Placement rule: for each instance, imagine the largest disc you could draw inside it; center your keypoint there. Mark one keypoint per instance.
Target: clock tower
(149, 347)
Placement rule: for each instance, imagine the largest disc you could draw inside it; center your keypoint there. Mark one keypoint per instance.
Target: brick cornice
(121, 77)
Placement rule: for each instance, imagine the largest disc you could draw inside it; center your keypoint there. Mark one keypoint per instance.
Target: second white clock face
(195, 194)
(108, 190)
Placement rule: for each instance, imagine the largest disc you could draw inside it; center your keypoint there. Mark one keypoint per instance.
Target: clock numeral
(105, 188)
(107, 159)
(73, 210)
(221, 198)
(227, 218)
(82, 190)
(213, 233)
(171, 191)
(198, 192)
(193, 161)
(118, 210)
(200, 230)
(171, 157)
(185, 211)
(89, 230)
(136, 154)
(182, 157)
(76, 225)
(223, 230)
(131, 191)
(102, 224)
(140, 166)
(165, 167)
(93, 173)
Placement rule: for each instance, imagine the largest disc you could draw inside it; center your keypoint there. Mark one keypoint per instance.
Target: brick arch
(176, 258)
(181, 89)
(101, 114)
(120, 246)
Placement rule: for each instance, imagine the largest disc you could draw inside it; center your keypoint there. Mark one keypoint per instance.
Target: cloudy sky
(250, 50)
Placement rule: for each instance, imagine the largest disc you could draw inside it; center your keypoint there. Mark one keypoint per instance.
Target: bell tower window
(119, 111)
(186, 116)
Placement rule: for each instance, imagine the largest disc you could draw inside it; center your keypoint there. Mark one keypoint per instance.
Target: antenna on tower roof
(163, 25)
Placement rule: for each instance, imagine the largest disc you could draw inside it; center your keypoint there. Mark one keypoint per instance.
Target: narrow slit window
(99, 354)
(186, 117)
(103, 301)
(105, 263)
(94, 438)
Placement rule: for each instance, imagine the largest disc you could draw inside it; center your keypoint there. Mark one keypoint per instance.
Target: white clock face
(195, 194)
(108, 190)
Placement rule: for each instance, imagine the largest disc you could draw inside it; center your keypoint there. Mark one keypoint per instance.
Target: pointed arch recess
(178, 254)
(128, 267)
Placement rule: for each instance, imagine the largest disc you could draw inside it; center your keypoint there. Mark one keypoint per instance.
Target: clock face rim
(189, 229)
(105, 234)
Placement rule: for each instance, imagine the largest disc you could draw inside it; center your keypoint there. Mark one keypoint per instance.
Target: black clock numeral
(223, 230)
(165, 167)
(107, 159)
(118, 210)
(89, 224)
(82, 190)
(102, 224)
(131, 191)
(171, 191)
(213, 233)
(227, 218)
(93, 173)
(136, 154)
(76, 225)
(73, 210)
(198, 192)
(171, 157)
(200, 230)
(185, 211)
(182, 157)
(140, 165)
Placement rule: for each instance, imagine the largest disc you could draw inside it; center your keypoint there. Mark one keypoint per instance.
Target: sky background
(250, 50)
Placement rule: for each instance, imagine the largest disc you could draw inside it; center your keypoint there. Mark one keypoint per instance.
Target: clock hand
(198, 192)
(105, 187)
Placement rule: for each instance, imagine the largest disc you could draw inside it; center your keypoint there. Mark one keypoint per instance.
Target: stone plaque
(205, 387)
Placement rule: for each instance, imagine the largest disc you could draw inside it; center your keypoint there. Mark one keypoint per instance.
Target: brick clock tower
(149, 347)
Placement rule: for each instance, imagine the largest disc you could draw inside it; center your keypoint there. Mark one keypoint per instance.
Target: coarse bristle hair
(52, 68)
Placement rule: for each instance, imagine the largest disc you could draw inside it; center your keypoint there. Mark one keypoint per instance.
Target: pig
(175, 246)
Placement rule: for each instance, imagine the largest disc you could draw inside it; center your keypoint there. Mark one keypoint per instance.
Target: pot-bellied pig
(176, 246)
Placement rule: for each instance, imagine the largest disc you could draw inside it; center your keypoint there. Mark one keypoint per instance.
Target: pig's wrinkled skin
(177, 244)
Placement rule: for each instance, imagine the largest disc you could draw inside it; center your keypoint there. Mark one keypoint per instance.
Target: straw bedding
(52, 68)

What to do. Each line of the listing must be output once more, exactly as shown above.

Task output.
Placement rule: for each instance, imagine the largest disc you could draw inside it; center your keypoint there. Mark one keypoint per instance.
Target: clock tower
(149, 347)
Placement rule: for each instance, imagine the largest disc you could draw inside it; center your keypoint there. Mark one keypoint per instance.
Target: brick cornice
(121, 77)
Placement rule: for each instance, imagine the largest disc you could draw inside it; center your keypoint there. Mark one keypoint per instance.
Target: second white clock face
(195, 194)
(108, 190)
Placement rule: for each instance, imagine the largest disc you could draw inside it; center your keypoint there. Mark one keypoint per instance.
Target: clock numeral
(105, 188)
(107, 159)
(73, 210)
(221, 198)
(227, 218)
(82, 190)
(213, 233)
(171, 191)
(198, 192)
(193, 161)
(118, 210)
(200, 230)
(171, 157)
(185, 211)
(89, 230)
(136, 154)
(182, 157)
(76, 225)
(223, 230)
(131, 191)
(102, 224)
(140, 166)
(165, 167)
(93, 173)
Placement rule: for each instance, imagine the largest disc you could draw inside it; center your keypoint there. Mark one keypoint per instance.
Target: brick arch
(176, 258)
(181, 89)
(101, 114)
(120, 246)
Placement rule: for each instance, imagine the largest disc you could draw inside it; center your keypoint there. Mark one keypoint per instance.
Target: cloudy sky
(250, 50)
Placement rule: for each instance, imagine the largest disc you could draw inside it; center your keypoint there. Mark one keypoint per instance.
Target: bell tower window
(119, 111)
(186, 116)
Placement rule: for each instance, imagine the largest disc you could draw inside it; center your keypoint there. Mark one keypoint per instance.
Target: antenna on tower roof
(163, 25)
Placement rule: for each instance, imagine the largest disc you could draw inside it; center your keypoint there. Mark one keypoint per instance.
Target: narrow slit window
(99, 354)
(186, 117)
(103, 301)
(105, 263)
(94, 438)
Placement rule: for each instance, imagine the largest disc you could draw inside it; center your keypoint there. Mark one keypoint per instance.
Target: white clock face
(195, 194)
(108, 190)
Placement rule: for each instance, imagine the largest disc you could draw inside it; center your keypoint there. Mark one keypoint per instance.
Target: pointed arch recess
(178, 254)
(128, 267)
Placement rule: for each instance, imagine the largest disc you could draw inside it; center your keypoint there. Mark one keypoint per instance.
Target: clock face rim
(189, 229)
(105, 234)
Placement rule: for each instance, imagine the largest disc you could draw inside it; center your keypoint there. Mark one keypoint per instance.
Target: black clock numeral
(223, 230)
(165, 167)
(107, 159)
(118, 210)
(89, 224)
(82, 190)
(102, 224)
(131, 191)
(171, 191)
(213, 233)
(227, 218)
(93, 173)
(136, 154)
(76, 225)
(73, 210)
(198, 192)
(171, 157)
(200, 230)
(185, 211)
(182, 157)
(140, 165)
Placement rule: for each instance, imagine the largest disc you could draw inside it; center your keypoint there. Mark one keypoint per instance.
Target: sky background
(250, 50)
Placement rule: for each instance, imagine the largest disc you could draw inside it; center your keypoint there. Mark one keypoint per instance.
Target: clock hand
(198, 192)
(105, 187)
Placement rule: for each instance, imagine the largest disc you could draw inside it; center your keypoint there. Mark one keypoint per instance.
Target: stone plaque
(205, 387)
Placement rule: for each instance, imagine the largest disc you could draw inside it; center your keypoint there. Mark one keypoint per instance.
Target: brick clock tower
(149, 347)
Placement rule: for each instance, imagine the largest disc you could draw inside it; center your keypoint there. Mark one keypoint per instance.
Target: coarse bristle hair
(52, 68)
Placement rule: for each instance, imagine the largest disc you could draw inside it; center your keypoint there. Mark one keypoint per instance.
Target: pig
(175, 246)
Placement rule: for each instance, imagine the largest disc you could draw inside it; center your keypoint there. Mark one keypoint per instance.
Target: pot-bellied pig
(176, 246)
Placement rule: for each instance, imagine the largest disc you could draw inside it; center your keypoint there. Mark one keypoint per instance.
Target: pig's wrinkled skin
(177, 244)
Placement rule: for each instance, imagine the largest disc you could draw inside it; center your keypoint there. Mark one keypoint per instance.
Target: straw bedding
(52, 68)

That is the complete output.